» **Goal**: Extract each line of the data below that contains the string "shrub".

» **Provided data**:
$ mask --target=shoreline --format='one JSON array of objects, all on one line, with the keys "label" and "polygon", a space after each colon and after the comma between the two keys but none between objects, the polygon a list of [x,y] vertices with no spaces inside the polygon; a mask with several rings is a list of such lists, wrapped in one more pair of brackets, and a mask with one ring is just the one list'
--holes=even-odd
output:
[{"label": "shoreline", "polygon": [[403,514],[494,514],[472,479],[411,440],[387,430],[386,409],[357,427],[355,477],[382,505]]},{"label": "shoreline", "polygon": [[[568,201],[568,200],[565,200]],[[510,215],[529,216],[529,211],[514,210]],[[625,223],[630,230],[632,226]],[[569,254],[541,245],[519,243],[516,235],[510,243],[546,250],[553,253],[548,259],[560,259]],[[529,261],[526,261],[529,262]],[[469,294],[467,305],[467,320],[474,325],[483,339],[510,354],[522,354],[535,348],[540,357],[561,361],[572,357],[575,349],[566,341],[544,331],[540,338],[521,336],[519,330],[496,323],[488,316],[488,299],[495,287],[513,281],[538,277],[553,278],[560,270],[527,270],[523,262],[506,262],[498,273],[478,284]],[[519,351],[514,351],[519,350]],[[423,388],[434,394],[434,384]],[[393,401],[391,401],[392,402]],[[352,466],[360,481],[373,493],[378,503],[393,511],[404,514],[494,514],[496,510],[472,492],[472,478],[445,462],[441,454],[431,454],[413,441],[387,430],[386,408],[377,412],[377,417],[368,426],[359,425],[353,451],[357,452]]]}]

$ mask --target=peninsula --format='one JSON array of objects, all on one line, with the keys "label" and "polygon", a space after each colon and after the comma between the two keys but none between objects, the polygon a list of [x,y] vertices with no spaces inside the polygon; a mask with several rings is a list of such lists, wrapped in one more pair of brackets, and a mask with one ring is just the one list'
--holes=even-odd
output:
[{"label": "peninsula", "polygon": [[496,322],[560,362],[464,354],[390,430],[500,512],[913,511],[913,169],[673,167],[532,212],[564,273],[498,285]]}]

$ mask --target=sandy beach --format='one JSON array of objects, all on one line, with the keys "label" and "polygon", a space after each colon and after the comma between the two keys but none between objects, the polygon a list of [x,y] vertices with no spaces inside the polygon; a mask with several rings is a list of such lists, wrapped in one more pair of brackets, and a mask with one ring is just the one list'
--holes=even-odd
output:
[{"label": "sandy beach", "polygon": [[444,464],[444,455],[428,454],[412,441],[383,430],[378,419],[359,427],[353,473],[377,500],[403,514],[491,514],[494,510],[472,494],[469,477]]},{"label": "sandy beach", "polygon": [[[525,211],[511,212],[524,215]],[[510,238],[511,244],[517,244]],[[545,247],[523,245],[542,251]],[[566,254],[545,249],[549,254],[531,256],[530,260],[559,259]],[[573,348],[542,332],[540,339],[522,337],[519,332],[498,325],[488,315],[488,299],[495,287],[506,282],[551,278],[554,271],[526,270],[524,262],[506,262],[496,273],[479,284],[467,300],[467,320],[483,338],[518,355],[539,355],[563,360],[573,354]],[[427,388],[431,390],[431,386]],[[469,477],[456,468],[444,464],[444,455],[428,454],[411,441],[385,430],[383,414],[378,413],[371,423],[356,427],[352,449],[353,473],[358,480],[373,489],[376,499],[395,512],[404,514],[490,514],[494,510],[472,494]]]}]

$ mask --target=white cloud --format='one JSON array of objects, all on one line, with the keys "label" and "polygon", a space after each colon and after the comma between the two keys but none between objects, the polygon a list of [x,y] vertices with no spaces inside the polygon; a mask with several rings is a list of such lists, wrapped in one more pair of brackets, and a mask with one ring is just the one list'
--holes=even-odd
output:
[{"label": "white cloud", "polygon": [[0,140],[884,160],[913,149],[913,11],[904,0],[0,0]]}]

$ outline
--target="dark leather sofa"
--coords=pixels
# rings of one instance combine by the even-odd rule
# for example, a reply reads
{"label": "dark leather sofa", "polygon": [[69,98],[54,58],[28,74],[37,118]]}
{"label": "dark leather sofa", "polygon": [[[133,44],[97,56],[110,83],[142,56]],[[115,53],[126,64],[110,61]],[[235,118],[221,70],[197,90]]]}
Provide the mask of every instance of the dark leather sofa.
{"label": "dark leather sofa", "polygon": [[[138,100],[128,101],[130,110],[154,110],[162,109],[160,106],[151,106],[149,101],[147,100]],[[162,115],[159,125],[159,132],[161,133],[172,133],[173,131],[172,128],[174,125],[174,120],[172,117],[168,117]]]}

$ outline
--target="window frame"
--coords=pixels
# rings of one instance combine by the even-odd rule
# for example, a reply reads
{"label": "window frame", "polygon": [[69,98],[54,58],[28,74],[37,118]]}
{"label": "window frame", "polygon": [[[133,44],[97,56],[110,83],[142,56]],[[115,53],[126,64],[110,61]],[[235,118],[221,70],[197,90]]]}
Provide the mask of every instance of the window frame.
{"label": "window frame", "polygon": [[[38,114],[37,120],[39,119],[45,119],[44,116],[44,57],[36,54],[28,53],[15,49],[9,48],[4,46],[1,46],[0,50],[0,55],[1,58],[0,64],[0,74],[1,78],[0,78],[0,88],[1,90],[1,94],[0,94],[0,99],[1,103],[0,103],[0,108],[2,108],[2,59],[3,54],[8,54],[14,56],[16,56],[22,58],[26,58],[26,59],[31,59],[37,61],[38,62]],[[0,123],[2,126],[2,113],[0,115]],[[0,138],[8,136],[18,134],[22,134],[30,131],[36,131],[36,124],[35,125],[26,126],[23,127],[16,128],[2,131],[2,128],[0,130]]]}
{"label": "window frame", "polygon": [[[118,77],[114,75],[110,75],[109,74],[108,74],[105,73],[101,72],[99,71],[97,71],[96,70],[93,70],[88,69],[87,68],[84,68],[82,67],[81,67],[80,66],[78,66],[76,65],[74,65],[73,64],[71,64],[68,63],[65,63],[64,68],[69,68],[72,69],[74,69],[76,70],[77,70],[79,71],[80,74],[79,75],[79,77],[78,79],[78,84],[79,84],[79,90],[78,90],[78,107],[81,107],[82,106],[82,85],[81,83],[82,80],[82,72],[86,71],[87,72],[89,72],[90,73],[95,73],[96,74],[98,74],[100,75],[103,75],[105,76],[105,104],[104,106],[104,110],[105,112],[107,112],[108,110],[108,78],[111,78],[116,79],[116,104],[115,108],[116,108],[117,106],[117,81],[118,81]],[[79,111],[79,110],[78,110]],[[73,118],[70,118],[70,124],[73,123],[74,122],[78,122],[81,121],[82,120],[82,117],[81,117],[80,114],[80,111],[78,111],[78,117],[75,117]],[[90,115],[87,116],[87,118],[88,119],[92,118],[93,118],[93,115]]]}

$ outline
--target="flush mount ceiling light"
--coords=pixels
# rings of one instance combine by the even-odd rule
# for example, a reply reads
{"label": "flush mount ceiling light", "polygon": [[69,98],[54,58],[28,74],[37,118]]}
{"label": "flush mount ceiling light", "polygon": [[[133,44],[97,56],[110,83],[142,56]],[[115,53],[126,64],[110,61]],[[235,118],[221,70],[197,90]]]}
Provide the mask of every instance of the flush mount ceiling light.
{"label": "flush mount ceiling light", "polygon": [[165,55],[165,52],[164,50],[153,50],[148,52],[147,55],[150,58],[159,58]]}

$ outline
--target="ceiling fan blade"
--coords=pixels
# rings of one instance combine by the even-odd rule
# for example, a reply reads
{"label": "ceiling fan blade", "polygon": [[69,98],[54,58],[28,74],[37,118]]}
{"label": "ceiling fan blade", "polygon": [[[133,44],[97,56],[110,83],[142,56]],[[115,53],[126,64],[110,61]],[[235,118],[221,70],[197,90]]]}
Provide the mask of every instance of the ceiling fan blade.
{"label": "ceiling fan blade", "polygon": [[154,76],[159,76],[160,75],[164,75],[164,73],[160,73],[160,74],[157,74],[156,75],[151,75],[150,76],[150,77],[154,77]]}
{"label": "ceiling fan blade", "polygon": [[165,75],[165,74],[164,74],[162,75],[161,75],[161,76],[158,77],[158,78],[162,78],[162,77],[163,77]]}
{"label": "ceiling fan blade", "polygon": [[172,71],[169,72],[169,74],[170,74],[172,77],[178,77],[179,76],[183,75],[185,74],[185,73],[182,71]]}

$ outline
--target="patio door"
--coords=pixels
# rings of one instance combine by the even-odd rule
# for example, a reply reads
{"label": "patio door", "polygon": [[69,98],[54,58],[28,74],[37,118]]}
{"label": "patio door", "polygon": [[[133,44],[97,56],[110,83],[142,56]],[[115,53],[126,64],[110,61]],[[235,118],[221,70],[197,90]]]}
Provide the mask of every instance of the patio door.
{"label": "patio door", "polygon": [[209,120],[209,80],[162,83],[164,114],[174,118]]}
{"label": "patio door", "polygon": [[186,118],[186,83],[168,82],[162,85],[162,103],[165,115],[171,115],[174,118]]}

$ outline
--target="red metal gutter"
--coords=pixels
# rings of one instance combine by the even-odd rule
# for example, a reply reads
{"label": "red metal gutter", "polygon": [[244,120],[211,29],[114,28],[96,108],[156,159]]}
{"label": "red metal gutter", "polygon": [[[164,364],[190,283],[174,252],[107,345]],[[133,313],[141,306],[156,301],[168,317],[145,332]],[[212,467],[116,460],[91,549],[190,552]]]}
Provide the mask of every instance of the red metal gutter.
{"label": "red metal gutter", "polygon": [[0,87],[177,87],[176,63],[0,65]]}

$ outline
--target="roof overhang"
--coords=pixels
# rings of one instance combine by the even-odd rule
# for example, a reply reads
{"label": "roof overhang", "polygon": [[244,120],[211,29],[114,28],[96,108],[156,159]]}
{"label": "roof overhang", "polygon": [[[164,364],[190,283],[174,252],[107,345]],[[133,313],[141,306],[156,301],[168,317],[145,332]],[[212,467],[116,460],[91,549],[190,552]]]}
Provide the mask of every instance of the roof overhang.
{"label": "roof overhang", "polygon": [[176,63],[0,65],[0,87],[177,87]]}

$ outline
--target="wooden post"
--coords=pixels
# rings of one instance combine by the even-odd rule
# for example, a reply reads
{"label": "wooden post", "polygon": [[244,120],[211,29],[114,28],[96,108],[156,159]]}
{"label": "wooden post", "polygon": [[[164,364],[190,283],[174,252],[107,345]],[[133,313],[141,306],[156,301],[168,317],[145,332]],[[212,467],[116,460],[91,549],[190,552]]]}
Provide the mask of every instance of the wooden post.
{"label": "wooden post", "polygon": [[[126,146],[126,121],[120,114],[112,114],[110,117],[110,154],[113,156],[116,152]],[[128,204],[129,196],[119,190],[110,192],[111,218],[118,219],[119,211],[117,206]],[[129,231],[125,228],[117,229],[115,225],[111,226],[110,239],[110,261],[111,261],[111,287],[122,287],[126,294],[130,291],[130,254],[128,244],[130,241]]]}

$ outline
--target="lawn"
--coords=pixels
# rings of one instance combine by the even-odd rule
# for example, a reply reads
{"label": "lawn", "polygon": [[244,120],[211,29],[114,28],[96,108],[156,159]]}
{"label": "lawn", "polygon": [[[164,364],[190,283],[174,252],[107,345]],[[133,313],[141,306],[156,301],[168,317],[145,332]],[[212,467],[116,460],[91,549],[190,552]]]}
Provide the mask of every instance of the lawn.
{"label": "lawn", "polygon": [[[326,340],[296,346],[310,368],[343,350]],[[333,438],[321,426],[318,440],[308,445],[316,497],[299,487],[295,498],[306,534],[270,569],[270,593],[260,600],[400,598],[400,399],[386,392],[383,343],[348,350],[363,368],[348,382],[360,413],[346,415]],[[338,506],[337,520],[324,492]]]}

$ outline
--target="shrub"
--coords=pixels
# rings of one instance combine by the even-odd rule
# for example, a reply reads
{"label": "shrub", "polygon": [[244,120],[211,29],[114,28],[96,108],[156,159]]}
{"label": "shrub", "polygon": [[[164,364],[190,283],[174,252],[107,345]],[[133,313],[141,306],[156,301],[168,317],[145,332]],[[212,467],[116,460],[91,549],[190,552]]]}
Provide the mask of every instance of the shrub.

» **Exercise solution**:
--target="shrub"
{"label": "shrub", "polygon": [[244,120],[211,29],[114,28],[96,108],[156,159]]}
{"label": "shrub", "polygon": [[[164,364],[190,283],[174,252],[107,345]],[[133,313],[141,306],[156,301],[168,317],[145,332]],[[212,467],[116,460],[91,549],[190,552]]]}
Provide the mask of every instance of the shrub.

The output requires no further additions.